[[ Records to process open ]]
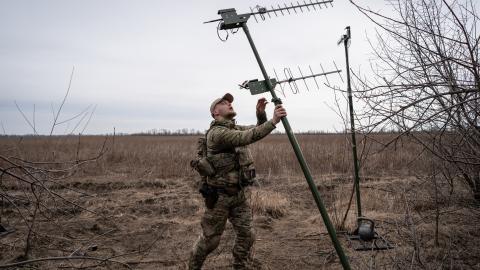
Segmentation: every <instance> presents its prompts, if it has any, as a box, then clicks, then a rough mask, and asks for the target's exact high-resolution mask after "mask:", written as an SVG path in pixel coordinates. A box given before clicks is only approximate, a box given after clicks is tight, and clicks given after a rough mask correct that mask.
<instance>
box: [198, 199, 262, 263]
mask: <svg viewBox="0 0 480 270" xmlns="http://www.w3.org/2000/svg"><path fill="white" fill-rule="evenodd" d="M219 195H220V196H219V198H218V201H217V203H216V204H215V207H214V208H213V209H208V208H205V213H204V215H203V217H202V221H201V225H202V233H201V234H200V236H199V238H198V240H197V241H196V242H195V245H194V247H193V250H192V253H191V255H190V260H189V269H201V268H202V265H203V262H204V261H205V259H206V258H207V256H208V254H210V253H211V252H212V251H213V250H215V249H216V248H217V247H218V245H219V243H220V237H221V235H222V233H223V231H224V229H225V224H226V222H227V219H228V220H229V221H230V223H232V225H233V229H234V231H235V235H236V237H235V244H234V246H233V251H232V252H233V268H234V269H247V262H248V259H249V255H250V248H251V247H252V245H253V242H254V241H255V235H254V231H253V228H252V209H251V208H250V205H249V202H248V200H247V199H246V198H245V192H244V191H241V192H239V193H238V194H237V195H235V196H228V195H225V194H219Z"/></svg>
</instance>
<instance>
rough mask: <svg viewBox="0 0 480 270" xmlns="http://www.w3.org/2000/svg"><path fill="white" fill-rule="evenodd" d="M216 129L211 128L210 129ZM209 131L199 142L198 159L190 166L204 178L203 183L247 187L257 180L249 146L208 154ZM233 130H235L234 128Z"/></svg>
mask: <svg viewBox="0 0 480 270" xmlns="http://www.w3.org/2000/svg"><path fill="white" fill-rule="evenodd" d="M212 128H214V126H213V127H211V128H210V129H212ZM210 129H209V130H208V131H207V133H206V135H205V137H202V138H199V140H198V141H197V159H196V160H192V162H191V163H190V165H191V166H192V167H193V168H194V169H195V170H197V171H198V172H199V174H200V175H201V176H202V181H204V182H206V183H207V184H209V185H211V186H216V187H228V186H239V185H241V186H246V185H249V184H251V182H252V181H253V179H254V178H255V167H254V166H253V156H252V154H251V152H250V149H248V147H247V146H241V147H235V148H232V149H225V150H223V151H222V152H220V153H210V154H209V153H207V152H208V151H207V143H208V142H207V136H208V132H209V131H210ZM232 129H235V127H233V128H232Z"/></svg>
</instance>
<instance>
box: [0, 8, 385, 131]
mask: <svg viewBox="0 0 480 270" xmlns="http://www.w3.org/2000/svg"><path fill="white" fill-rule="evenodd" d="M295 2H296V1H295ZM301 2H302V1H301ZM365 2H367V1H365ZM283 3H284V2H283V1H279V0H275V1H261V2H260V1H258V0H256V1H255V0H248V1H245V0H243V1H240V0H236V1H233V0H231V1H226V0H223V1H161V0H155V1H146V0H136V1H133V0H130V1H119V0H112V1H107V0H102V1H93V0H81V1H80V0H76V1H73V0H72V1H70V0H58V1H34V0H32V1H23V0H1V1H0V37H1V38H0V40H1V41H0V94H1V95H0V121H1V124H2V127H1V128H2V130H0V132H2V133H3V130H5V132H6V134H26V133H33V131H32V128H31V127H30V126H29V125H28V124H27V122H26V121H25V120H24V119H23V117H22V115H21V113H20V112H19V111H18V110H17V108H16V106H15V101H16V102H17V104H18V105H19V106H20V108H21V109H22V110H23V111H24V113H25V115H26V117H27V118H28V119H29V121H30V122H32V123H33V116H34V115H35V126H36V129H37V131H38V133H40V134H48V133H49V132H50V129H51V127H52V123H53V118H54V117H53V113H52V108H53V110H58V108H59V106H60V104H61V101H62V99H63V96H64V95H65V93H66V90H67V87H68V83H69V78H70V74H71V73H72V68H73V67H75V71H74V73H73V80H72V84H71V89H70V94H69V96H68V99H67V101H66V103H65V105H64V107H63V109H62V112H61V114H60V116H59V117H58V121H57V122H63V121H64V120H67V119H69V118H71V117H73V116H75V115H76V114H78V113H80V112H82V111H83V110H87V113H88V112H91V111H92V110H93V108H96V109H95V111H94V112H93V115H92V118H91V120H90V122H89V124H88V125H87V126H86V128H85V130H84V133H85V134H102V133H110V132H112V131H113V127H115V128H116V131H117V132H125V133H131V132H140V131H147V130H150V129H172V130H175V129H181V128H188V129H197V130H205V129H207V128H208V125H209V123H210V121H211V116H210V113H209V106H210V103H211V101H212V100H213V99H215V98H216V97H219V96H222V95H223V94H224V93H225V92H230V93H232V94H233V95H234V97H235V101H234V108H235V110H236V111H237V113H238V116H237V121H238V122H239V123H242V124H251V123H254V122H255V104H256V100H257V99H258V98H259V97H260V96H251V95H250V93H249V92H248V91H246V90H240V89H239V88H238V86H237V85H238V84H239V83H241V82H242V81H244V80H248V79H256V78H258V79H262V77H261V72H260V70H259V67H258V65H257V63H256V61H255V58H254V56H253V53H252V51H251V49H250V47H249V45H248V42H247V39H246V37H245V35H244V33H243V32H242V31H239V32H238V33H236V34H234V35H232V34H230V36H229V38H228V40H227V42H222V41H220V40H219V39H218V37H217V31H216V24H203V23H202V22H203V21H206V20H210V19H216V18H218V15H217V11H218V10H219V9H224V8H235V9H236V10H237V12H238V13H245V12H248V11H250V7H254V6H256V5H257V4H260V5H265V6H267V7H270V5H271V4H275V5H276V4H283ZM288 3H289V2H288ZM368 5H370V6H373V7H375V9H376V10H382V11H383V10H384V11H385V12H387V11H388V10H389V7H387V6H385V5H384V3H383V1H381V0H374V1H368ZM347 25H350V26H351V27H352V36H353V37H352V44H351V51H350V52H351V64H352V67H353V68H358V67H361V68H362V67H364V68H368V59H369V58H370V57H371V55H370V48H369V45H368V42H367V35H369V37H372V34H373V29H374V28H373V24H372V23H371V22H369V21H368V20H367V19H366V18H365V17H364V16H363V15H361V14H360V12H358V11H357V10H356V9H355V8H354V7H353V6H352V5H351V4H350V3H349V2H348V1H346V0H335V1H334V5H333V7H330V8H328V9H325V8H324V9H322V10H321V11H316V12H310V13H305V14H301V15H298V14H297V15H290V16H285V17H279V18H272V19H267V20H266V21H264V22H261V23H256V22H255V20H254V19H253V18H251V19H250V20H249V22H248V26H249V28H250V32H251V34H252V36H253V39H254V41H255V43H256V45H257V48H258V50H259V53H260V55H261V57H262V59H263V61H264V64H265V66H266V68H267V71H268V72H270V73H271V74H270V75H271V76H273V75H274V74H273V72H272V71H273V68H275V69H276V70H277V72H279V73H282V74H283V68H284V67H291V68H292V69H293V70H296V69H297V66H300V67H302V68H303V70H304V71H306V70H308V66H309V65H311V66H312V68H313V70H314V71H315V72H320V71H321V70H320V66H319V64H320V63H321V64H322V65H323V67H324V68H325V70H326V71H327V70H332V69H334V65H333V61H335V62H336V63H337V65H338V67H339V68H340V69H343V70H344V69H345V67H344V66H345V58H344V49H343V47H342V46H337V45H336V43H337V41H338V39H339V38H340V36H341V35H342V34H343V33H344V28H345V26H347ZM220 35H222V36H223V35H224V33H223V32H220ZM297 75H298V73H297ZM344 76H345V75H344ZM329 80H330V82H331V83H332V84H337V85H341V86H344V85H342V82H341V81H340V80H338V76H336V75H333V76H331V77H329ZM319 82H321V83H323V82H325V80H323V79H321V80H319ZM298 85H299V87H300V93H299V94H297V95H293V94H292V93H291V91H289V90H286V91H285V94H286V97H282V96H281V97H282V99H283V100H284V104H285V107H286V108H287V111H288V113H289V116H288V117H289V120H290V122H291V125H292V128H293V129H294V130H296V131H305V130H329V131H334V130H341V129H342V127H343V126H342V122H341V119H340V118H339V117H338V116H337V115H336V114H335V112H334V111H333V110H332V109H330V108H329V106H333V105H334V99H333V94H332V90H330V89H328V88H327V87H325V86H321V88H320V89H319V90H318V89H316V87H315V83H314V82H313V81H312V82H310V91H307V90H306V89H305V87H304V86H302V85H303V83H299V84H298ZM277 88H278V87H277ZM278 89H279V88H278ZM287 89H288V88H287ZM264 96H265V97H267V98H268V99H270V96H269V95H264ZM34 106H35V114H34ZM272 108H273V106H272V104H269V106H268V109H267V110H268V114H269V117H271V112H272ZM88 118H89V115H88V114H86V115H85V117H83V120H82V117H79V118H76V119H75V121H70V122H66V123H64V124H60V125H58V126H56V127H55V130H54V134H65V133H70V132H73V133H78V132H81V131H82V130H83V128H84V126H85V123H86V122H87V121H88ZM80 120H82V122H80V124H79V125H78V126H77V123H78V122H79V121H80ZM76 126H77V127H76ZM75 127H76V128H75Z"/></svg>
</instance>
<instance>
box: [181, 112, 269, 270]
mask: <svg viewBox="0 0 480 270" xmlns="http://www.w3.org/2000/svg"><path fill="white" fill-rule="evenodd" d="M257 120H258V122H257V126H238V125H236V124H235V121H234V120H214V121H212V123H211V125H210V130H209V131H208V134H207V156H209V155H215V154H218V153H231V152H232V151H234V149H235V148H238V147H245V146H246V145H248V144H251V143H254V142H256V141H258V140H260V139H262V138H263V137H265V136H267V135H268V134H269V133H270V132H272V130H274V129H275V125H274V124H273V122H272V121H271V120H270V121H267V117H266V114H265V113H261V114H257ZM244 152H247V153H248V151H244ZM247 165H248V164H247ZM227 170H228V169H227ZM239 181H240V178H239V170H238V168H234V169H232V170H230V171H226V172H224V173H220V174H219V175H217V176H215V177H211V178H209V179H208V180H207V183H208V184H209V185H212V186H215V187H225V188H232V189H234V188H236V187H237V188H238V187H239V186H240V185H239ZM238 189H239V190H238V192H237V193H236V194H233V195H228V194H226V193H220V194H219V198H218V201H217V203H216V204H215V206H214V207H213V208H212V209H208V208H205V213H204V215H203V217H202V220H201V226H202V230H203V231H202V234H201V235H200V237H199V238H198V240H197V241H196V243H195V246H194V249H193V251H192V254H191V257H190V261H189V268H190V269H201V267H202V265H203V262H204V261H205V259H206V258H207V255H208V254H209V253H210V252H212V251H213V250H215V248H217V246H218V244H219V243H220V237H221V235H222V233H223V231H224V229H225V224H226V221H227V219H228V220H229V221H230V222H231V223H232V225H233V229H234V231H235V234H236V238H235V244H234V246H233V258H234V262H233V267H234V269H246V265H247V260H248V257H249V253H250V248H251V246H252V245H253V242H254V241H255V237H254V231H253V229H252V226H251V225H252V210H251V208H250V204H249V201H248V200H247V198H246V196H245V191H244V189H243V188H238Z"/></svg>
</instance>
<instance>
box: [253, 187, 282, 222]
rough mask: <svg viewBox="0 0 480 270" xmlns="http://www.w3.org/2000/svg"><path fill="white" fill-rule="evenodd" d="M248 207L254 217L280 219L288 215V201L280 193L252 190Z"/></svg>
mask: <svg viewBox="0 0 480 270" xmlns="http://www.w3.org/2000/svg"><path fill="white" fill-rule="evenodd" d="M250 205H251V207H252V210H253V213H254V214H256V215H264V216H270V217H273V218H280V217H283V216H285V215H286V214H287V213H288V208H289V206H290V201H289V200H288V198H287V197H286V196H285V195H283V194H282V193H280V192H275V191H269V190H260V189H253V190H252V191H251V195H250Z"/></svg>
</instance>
[[ Records to process closed ]]
[[ Records to process open ]]
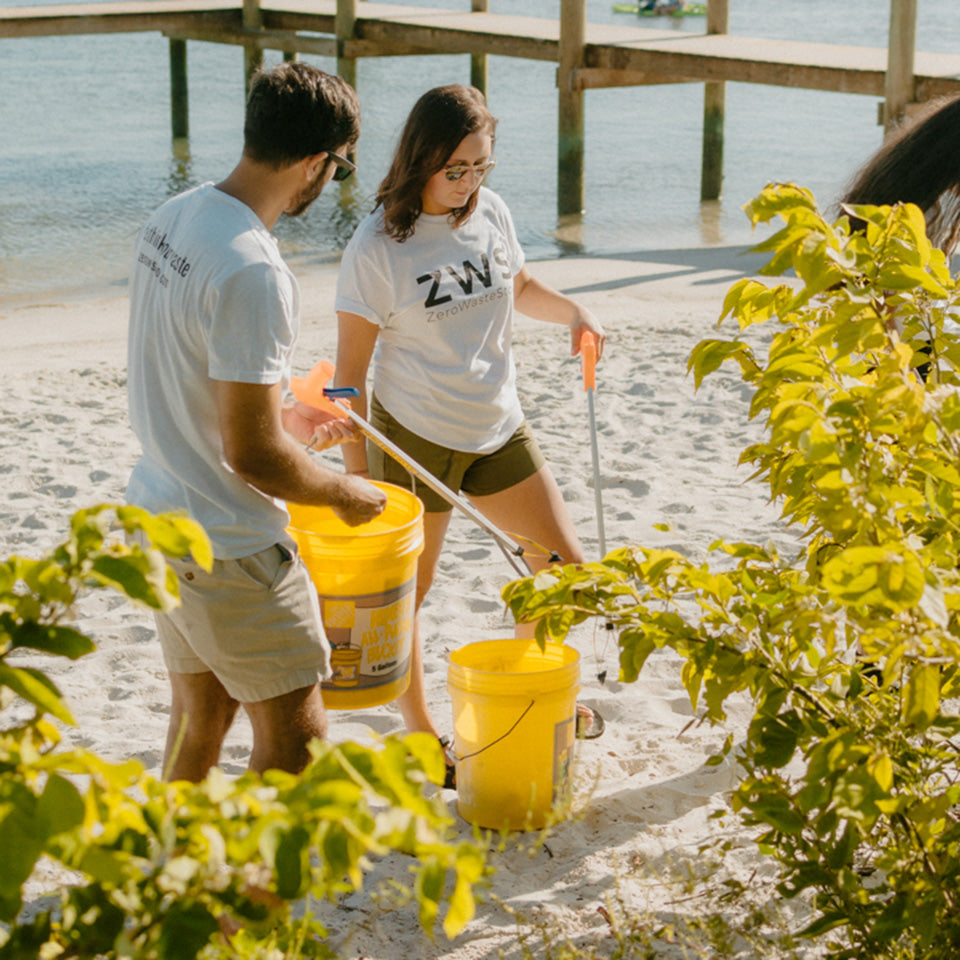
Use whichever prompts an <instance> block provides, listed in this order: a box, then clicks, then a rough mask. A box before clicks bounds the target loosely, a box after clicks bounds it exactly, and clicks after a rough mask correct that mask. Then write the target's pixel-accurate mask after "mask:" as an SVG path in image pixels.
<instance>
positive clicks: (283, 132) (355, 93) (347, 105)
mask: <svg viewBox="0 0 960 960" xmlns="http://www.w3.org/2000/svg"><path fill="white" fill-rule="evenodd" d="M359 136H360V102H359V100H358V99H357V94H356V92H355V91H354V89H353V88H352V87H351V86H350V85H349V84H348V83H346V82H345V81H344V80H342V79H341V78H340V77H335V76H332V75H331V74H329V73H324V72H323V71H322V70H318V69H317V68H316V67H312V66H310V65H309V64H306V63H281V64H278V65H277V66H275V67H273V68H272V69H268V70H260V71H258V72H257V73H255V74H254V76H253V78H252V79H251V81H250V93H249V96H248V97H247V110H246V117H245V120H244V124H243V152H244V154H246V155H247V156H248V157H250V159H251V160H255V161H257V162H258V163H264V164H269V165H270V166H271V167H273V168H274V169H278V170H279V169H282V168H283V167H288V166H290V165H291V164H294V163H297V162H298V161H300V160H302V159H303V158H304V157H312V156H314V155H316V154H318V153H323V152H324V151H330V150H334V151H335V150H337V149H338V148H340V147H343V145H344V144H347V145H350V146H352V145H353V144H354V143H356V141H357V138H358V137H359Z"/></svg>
[[ Records to process closed ]]
» **Instructions for the task**: Render the lines starting with the one that contains "Segmentation: every <instance>" and ending with the one that contains "box: [198, 199, 262, 263]", both included, as a JSON list of strings with one string per line and no blank lines.

» **The answer**:
[
  "Segmentation: every <instance> presents its prompts, if it has any, as a box, then clicks, then a rough mask, and asks for the target's exact high-resolution mask after \"mask:\", written as an SVG path in pixel coordinates. A box given before clicks is only approximate, a box given after clicks is tight, and clicks given after a rough mask correct that mask.",
  "<instance>",
  "box: [198, 199, 262, 263]"
]